TASK REQUIREMENTS: Please retype the material beneath this task exactly, starting with its first line and finishing with the line containing "box: [275, 84, 295, 99]".

RAW DATA:
────

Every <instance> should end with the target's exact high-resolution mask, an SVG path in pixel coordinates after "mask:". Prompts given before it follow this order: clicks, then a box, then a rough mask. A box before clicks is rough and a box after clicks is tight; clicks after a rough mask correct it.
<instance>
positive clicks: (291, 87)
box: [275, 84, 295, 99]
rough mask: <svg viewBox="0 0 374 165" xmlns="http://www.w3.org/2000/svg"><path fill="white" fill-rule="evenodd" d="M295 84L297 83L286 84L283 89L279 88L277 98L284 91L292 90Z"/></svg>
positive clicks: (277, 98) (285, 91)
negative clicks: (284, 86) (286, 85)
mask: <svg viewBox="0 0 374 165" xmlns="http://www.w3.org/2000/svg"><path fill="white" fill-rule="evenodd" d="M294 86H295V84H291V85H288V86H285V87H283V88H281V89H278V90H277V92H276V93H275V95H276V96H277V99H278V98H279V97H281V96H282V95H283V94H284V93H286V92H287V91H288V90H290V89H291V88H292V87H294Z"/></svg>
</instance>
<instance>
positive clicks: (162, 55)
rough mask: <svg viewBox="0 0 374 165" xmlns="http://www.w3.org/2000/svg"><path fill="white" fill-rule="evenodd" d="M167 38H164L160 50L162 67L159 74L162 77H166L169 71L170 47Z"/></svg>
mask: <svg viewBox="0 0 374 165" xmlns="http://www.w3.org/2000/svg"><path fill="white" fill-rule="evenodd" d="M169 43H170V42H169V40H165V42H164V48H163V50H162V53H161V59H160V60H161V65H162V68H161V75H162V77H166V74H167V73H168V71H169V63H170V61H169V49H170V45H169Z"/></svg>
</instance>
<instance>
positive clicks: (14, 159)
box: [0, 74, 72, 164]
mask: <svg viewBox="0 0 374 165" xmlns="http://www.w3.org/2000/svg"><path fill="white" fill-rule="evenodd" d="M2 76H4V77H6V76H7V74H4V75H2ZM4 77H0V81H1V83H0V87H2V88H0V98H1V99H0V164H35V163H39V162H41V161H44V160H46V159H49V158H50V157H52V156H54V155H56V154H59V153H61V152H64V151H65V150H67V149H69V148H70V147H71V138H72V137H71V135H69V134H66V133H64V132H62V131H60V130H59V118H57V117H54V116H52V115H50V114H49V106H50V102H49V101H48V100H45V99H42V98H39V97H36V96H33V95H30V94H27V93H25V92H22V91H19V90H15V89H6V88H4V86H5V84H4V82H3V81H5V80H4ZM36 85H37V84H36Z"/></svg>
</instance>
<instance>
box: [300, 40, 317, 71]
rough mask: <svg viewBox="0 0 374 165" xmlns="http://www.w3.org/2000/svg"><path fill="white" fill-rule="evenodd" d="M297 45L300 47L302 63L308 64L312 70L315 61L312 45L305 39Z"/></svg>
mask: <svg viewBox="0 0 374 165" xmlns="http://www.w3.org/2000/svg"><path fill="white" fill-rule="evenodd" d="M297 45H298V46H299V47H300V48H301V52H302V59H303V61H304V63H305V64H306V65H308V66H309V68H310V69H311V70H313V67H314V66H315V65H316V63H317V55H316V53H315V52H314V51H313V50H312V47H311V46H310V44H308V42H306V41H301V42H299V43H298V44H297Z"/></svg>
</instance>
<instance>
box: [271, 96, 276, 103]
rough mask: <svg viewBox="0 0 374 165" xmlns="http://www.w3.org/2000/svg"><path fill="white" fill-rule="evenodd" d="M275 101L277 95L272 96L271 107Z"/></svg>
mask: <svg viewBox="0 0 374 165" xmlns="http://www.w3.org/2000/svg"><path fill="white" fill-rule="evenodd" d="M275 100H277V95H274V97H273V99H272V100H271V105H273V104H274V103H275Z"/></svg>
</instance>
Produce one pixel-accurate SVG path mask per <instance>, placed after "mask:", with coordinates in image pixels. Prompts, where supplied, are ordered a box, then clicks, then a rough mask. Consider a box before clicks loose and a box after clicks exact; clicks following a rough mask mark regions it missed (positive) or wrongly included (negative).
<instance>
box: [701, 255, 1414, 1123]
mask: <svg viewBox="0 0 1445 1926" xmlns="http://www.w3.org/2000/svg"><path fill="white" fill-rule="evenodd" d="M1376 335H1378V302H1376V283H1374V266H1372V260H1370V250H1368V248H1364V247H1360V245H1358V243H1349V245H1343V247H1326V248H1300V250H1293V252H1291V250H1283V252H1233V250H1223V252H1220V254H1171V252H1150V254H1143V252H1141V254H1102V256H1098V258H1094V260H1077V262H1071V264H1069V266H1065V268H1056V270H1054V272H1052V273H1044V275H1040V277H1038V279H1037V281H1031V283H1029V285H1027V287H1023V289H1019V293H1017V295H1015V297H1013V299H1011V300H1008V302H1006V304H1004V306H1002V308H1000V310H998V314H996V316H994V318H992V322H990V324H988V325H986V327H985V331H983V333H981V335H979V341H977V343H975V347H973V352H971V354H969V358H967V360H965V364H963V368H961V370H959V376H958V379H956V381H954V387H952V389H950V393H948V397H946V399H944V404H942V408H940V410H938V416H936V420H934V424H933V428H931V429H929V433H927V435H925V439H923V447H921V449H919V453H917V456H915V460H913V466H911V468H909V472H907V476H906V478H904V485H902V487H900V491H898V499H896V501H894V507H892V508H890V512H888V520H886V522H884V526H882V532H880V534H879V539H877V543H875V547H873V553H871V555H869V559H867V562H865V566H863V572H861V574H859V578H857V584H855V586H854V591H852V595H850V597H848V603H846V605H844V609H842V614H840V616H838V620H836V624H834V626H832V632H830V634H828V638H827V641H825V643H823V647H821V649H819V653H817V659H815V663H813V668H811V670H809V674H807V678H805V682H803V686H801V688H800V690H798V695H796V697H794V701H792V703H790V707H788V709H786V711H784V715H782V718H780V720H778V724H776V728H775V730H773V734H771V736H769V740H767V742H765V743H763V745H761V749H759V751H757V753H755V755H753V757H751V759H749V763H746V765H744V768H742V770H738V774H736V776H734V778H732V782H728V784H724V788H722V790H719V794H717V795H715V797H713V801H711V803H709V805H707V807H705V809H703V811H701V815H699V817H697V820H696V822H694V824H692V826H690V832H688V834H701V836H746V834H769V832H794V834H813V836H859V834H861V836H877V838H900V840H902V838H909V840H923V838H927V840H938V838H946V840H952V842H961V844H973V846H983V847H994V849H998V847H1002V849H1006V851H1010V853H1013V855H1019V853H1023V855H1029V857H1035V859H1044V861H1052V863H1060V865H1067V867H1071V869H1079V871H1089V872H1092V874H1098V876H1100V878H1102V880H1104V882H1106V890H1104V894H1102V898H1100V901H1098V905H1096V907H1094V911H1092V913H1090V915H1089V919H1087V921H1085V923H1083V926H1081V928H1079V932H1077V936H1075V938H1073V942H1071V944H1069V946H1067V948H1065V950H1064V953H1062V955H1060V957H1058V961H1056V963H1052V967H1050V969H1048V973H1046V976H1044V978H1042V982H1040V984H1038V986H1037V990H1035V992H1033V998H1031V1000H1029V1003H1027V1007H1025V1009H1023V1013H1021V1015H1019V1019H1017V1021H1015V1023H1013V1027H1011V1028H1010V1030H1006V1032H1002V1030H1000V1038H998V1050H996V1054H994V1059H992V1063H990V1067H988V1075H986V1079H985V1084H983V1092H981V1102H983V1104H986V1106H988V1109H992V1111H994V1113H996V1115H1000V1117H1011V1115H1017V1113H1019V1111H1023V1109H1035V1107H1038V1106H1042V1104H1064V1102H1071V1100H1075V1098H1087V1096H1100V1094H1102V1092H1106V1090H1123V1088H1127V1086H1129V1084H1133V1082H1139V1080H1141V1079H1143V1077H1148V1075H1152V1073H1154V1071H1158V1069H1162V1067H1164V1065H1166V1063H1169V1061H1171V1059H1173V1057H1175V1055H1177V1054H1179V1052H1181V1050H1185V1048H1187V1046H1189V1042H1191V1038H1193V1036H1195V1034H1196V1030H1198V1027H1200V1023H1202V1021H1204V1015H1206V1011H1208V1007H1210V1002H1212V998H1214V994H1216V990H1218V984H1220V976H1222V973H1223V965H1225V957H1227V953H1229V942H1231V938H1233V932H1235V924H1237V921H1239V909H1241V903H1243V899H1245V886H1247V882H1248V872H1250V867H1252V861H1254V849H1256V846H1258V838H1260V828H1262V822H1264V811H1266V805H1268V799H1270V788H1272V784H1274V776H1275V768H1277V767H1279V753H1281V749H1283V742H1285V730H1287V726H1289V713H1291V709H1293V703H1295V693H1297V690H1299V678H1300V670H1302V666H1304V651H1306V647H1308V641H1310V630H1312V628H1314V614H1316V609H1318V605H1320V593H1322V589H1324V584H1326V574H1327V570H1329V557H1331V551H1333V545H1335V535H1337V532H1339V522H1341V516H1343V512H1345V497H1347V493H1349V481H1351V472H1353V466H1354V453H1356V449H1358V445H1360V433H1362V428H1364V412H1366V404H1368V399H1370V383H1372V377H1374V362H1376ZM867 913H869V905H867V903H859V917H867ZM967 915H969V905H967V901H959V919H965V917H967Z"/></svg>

────

RESULT OF THIS EXERCISE:
Every <instance> should end with the target's exact high-resolution mask, an SVG path in pixel coordinates after "mask:". Prompts given before it follow this order: clicks, then a box, then a rough mask. A box before clicks is rough and a box after clicks is tight; clicks after a rough mask correct it.
<instance>
positive clicks: (291, 87)
box: [275, 84, 295, 99]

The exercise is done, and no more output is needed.